[WHAT IS EXPECTED]
Pull out every line in the data below that contains the word "white", where case matters.

========================

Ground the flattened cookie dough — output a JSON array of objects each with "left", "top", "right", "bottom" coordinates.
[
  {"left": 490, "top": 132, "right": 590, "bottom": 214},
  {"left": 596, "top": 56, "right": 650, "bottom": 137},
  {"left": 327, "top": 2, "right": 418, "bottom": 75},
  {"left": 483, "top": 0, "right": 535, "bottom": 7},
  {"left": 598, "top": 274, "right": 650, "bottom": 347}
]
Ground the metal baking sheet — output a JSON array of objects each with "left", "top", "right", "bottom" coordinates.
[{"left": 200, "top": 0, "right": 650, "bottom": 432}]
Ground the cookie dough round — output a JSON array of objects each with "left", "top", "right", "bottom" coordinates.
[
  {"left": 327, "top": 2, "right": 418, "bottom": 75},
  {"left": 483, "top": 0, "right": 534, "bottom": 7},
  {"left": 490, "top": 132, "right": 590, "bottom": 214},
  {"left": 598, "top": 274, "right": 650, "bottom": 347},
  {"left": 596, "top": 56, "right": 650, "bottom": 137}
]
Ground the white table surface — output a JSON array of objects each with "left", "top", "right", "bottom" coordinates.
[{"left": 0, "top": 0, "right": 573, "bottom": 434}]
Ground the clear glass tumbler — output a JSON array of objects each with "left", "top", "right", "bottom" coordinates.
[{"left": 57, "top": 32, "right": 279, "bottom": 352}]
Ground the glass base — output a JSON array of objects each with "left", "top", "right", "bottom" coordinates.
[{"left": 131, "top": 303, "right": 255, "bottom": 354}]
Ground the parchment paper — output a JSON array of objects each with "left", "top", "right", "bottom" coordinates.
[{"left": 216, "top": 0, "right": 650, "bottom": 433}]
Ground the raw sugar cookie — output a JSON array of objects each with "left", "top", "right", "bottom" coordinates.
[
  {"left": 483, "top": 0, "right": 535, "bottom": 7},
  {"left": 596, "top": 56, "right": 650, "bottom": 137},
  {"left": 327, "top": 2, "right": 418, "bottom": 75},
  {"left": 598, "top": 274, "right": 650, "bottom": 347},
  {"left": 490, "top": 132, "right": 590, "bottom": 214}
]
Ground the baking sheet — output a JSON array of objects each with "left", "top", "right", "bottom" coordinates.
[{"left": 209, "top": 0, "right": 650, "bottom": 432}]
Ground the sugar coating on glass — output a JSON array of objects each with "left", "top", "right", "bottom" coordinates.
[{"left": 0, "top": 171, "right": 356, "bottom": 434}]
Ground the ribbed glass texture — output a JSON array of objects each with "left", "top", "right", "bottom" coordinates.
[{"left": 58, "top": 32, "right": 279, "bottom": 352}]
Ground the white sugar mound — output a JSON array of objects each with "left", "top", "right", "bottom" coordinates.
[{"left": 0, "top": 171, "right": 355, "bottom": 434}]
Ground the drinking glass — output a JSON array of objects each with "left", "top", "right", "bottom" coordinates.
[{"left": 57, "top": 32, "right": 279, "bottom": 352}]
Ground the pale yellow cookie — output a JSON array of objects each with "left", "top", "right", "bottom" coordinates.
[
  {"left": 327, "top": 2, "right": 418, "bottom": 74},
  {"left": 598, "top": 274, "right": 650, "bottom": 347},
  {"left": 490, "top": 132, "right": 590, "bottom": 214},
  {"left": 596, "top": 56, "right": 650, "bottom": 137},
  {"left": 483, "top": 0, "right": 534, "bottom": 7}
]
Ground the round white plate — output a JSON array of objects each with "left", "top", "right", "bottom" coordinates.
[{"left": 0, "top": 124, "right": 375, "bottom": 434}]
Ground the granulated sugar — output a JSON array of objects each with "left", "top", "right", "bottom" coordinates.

========================

[WRITTEN SOLUTION]
Ground the white table surface — output a JSON array of objects each with "left", "top", "right", "bottom" coordinates.
Ground the white sugar mound — output a JSON array of objects each with "left", "top", "right", "bottom" coordinates.
Ground the round white plate — output a JSON array of objects each with "left", "top", "right", "bottom" coordinates.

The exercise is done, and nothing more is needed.